## Passage provided
I don't mind turning this topic into an etymology lesson. The Spanish word for olive is "aceituna," which is a word that has its root in the Arabic word for "olive." Blame the moors and their influence on the Spaniards. In Portuguese, the word for olive is also azeitona, but they use "óleo" for oil. The connection between olive trees, their fruit and oil is obviously clear. Romance languages have frequently borrowed words from not only other Indo-European languages, but also from Arabic. For example, admiral, alcohol, algebra, camel, carat, cotton, influenza, lemon, monsoon, orange, Scirocco, sugar, typhoon and zero, to just name a few, are all words that are derived from Arab words.
At 52 I'm probably one of the luckiest guys around. Eat embarasing amounts of bacon, butter saturated baked potato, biscuits dripping with butter, and on and on. two weeks ago had blood work done by excellent cardiologist and am within two points of perfect "good: fat level and about five points over average excellent "bad" fat level! Only past heart problems related to nicotene (off smokes since last Thanksgiving" and stress (still gotta make a living, oh well). Bob
I think the myth is very slowly dieing about fat intake and instant death. [Smile] Studies are showing simple carb intake and the body's ability to make enough of it's own nasty compounds may finish you off more rapidly than a teaspoon of tropical oil. This is not a prescription to eat "embarasing (sic) amounts of bacon" - just to say fat paranoia should not rule your life. Mori - sounds about right. I think the new info might be: Use the correct oil for the circumstance, don't chug palm oil or deep fry in flax oil and the freshness of certain oils might effect you more than the double bond count between oils. I love your grasp of languages. Good stuff - believe or not I'm so used to thinking food things in Italian I had forgotten the Spanish word for the olive itself!
One of the most healthy oils out there is Rice Bran Oil which has high oxidation stability factor as well as lowering 40% more cholestrol than Olive oil due to it being orazynol rich.
Increasingly poly oils are coming under the spotlight as ptoentially causing issues. Pork fat is the better of a lot of the animal fats. Hydrogenated is bad.
I'll have to see where I can find rice bran oil. I suppose it has a neutral flavor? Mmmm, pork! [Smile]
If you use olive oil for most cooking, it's probably the healthiest alternative for most people that is readily available in the local US grocery store. Some of the alternatives might be healthier in certain ways, but you might have to hunt in weird places to find them and then pay through the nose. For example, grapeseed oil has been labeled as an extremely healthy oil, but the only ready source I know of is Watkins mail or Internet order. By the same token, some upmarket grocery stores here carry walnut and other nut/seed oils, but they cost $$$. With nut oils, you must also worry about the food allergy issue that increasing numbers of people "seem" to have. [Roll Eyes] (Excuse my cynical Graemlin, but on that issue I have a certain amount of skepticism.) Rice bran oil? On my next trip to the Asian grocery that is 80 miles away in Virginia Beach I might have to look for it, but you see the issue I refer to. Olive oil isn't suitable for everything, especially baking most foods or deep frying, but it's a good all-purpose oil. Watch using extra virgin for frying, Moribundman, as it smokes and burns much easier than normal grades. Save the extra virgin for salads.
I love your grasp of languages.
I wish I were a better typist. [Wink]
Watch using extra virgin for frying, Moribundman, as it smokes and burns much easier than normal grades. Save the extra virgin for salads.
For at least the the past decade I have used safflower oil for frying. I can't stand the taste of olive oil on fried stuff. I also don't cremate my food. I use very little oil anyway. Maybe 1/2 a teaspoon for a medium size pan.
Moribundman, Check out www.ricela.com for more info on Rice Bran Oil and how it compares to other, been using it for the last 8 years, its totally odorless and has no after taste so it lends itself nicely to any kind of cooking, safflower oil is very popular here but personally never could stand the taste of it.
I find safflower to be comparatively neutral. Usually only highly refined oils can be totally neutral. If rice bran oil is more neutral that safflower oil, great. I'll go hunting for it this weekend!

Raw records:
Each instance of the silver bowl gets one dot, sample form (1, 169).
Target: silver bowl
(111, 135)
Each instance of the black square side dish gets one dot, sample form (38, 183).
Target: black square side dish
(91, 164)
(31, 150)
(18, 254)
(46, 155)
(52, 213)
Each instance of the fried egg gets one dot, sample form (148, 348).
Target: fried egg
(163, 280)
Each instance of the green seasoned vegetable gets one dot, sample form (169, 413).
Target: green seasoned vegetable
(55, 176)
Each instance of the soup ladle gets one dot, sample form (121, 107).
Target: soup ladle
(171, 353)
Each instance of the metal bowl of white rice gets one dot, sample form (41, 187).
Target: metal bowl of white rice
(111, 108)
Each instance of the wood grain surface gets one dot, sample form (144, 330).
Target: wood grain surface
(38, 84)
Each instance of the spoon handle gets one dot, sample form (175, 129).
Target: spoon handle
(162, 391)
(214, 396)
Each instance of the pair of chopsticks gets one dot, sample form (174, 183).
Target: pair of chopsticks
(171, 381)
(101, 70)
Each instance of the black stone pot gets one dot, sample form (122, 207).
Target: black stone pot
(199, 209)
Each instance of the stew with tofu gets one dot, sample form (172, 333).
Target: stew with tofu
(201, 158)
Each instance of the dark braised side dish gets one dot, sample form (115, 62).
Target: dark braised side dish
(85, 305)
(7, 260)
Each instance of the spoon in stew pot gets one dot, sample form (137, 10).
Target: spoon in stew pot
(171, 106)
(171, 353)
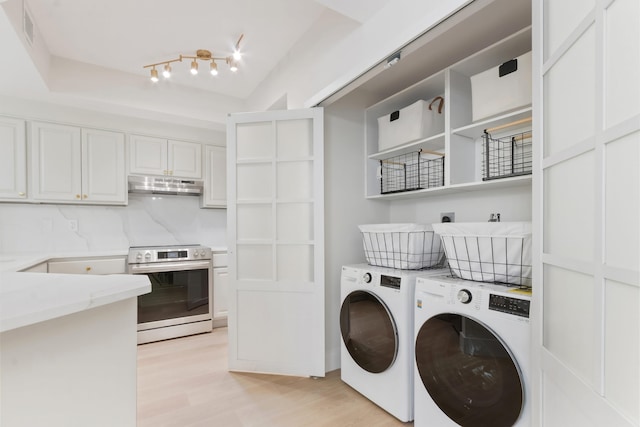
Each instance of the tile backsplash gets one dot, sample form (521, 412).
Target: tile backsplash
(147, 220)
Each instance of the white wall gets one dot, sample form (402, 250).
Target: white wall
(147, 220)
(322, 63)
(345, 208)
(587, 209)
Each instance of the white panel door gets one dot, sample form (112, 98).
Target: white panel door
(104, 177)
(276, 242)
(184, 159)
(55, 162)
(13, 159)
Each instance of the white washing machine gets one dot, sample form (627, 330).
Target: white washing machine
(471, 354)
(376, 323)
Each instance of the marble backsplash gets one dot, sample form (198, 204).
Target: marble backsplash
(147, 220)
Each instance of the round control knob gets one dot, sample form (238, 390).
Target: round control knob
(464, 296)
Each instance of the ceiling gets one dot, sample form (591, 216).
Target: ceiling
(111, 41)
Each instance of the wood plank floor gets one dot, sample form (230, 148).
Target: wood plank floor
(184, 382)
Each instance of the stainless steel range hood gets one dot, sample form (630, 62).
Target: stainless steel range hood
(162, 185)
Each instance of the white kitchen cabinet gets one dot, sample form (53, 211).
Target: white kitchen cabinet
(159, 156)
(461, 141)
(115, 265)
(215, 177)
(13, 159)
(220, 290)
(74, 165)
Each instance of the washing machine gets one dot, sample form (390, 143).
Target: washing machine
(471, 354)
(376, 323)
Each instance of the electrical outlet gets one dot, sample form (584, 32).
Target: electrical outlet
(448, 217)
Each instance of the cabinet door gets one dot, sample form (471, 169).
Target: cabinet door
(148, 155)
(104, 176)
(215, 177)
(55, 162)
(185, 159)
(13, 159)
(220, 292)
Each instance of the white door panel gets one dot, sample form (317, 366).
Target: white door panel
(276, 244)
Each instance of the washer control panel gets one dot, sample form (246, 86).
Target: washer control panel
(515, 306)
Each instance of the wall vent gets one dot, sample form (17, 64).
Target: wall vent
(28, 25)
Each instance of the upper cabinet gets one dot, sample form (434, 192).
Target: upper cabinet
(215, 180)
(466, 127)
(74, 165)
(13, 159)
(159, 156)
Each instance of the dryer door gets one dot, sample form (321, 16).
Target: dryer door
(468, 372)
(369, 331)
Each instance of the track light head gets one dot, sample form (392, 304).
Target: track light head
(201, 55)
(166, 73)
(154, 75)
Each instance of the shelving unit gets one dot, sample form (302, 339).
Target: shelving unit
(461, 140)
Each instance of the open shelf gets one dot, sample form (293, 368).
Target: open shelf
(460, 141)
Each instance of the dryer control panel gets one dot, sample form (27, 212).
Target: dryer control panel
(515, 306)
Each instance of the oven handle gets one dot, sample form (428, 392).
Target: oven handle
(168, 266)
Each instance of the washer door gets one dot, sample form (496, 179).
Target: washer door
(368, 331)
(468, 372)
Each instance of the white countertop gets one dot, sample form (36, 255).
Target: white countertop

## Job 1
Name every individual language mentioned in the cooking-oil discussion, leaving out language families.
## Job 2
Write out the cooking-oil discussion starting at the words "I find safflower" and stopping after "it this weekend!".
These rows have no connection to the cooking-oil discussion.

## Finished answer 1
Spanish, Arabic, Portuguese, Italian

## Finished answer 2
I find safflower to be comparatively neutral. Usually only highly refined oils can be totally neutral. If rice bran oil is more neutral that safflower oil, great. I'll go hunting for it this weekend!